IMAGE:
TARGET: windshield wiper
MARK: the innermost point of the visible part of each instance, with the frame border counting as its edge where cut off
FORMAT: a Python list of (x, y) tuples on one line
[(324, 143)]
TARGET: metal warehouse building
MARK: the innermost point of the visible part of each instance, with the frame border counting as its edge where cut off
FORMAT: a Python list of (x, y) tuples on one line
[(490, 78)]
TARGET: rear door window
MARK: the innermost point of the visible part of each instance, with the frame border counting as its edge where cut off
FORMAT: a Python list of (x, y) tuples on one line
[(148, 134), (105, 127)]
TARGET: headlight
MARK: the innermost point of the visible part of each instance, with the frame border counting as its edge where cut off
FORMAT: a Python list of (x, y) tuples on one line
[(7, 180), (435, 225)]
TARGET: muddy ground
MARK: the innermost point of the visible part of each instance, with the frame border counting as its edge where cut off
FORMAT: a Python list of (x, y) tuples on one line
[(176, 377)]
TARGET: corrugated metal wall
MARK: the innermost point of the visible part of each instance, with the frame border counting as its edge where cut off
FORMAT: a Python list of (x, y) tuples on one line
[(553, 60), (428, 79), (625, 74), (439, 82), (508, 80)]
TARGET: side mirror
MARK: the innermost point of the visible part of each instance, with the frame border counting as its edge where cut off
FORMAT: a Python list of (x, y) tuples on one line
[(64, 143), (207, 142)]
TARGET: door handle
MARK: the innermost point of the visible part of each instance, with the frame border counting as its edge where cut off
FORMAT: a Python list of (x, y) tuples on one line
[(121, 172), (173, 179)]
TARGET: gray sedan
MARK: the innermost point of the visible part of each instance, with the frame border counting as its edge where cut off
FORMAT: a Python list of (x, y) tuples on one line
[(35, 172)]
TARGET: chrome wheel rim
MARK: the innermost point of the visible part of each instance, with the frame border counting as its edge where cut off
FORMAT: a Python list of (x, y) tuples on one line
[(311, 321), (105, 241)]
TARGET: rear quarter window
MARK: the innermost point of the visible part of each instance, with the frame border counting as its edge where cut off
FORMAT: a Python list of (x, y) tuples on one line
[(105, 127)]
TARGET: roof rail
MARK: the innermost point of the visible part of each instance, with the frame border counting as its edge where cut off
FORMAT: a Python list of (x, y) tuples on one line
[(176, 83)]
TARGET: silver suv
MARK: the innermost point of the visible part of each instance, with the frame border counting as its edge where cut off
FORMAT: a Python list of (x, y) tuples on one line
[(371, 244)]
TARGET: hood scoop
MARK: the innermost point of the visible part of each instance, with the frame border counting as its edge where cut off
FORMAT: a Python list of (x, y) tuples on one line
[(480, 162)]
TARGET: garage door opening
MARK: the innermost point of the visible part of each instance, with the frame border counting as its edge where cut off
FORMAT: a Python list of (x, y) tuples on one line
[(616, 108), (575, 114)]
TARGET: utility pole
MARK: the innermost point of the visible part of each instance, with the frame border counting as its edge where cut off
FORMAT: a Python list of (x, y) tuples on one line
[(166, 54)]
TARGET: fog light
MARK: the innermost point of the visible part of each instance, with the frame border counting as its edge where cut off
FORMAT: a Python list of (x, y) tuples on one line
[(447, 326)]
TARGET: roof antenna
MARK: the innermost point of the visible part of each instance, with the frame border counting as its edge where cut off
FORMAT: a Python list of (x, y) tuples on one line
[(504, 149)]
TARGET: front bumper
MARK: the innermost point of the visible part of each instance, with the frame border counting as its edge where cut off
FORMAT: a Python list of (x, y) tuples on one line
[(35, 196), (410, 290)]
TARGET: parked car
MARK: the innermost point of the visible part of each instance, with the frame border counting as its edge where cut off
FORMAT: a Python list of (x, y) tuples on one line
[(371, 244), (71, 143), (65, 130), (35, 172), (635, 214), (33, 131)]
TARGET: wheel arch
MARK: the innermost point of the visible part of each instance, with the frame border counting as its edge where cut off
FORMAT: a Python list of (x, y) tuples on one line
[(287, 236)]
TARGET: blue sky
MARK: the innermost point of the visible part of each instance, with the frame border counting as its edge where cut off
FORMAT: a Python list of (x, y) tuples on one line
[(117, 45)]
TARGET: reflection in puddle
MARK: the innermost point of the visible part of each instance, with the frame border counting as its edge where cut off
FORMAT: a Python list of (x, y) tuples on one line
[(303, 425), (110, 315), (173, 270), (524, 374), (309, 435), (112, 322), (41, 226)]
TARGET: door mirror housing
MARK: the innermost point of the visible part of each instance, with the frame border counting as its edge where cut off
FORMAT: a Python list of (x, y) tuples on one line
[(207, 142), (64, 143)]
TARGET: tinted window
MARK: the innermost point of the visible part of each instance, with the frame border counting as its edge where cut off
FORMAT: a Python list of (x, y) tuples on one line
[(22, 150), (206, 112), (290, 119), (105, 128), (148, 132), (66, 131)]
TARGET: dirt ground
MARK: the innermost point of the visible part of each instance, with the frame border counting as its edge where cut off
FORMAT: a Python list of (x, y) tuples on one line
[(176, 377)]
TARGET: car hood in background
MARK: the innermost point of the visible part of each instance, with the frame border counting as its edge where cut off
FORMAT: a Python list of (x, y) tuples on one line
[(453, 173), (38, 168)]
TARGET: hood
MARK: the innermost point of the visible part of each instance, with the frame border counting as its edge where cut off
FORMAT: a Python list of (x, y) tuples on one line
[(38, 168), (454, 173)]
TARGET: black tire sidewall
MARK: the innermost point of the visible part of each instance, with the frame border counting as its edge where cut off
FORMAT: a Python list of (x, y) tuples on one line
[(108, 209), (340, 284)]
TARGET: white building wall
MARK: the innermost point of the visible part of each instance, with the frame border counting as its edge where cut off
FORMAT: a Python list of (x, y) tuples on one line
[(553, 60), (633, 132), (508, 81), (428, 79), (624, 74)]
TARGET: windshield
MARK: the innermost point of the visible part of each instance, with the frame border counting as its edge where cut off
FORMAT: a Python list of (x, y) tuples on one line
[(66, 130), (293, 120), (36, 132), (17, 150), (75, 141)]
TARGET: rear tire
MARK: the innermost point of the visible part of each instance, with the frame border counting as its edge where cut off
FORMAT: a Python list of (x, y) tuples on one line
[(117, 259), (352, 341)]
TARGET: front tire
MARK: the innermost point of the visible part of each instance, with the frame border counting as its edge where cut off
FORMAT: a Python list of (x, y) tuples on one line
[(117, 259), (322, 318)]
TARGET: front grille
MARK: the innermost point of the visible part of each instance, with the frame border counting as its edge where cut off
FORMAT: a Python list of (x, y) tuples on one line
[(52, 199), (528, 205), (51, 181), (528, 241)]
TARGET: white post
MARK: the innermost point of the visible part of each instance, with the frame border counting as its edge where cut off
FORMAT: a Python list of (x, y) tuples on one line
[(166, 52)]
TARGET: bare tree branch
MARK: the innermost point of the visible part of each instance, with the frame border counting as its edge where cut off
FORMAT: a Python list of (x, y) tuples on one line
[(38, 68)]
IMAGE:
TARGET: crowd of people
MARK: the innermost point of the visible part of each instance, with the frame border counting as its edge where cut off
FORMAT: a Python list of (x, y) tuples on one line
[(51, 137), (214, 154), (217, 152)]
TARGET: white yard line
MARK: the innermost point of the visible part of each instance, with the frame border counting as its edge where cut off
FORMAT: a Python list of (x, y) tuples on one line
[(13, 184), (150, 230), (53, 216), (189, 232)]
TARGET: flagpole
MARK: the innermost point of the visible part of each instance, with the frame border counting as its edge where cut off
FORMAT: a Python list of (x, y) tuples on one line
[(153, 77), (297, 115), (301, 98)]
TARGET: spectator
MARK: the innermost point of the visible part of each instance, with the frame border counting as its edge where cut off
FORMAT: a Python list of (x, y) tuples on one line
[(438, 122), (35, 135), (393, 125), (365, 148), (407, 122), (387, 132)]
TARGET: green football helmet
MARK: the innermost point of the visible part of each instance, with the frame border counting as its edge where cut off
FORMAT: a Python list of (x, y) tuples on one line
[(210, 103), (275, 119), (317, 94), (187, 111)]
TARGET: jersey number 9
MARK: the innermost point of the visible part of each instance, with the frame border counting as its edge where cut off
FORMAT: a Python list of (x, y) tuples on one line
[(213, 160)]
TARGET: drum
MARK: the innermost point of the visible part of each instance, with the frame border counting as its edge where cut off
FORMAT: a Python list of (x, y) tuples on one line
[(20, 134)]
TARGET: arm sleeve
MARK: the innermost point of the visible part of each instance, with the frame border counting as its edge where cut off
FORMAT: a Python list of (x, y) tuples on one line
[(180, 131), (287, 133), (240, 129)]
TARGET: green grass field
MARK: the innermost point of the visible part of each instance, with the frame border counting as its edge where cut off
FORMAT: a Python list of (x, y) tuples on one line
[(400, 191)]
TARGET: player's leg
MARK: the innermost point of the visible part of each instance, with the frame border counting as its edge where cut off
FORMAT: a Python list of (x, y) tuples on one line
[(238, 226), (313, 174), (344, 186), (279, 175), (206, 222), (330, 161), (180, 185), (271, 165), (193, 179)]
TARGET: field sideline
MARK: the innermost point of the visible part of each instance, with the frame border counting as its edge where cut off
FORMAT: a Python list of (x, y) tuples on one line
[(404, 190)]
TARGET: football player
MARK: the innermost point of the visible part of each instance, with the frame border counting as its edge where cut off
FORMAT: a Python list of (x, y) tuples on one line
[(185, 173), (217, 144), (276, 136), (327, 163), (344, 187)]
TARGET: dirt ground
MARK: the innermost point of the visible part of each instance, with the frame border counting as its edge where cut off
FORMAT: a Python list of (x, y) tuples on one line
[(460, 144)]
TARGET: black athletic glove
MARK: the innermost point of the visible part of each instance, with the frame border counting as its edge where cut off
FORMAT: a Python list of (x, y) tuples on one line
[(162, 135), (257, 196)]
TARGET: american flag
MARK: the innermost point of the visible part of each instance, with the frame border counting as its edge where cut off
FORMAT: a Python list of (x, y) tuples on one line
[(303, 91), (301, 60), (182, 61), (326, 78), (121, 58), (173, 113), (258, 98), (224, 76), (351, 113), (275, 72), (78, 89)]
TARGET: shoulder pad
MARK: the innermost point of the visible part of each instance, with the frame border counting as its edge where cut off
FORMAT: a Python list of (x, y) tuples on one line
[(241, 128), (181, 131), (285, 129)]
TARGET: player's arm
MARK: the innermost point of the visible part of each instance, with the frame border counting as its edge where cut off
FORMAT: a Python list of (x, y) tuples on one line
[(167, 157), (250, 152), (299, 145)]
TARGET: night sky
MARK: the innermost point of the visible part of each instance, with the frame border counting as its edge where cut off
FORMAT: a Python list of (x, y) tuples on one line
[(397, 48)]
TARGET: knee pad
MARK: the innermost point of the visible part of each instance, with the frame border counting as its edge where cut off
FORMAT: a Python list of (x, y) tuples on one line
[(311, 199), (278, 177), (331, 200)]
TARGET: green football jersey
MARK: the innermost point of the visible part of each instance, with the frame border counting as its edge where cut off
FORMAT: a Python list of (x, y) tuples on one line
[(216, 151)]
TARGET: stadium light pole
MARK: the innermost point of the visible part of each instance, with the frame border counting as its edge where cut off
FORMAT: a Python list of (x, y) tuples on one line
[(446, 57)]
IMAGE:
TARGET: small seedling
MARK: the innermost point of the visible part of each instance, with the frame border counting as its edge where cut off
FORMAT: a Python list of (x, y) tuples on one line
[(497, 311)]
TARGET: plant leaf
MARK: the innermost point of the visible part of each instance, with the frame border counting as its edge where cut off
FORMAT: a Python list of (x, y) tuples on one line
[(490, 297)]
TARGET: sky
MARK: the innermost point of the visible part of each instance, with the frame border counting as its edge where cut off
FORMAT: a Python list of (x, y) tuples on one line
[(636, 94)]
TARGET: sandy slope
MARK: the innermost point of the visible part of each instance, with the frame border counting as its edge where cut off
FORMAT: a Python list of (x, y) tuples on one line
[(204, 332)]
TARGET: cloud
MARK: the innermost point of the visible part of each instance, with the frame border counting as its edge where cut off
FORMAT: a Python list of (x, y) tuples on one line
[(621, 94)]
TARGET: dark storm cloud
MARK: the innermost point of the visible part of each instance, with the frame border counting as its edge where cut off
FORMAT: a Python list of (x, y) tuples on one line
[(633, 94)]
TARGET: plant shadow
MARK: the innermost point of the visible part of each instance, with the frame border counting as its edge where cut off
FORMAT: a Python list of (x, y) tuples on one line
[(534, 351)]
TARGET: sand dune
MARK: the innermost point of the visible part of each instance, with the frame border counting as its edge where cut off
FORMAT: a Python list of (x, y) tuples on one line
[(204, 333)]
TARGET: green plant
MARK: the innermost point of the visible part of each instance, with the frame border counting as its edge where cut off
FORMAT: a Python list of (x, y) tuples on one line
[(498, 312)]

::::

▶ **Given instruction**
From the rows above, pull out verbatim the span that opens with the line containing "TARGET: sky" and closes with the line containing "[(636, 94)]". Include both boundary lines.

▶ **Answer to this exercise**
TARGET: sky
MARK: the innermost point of the visible part of each instance, with the frame border counting as its edge where cut off
FORMAT: a Python list of (x, y) tuples on one line
[(636, 94)]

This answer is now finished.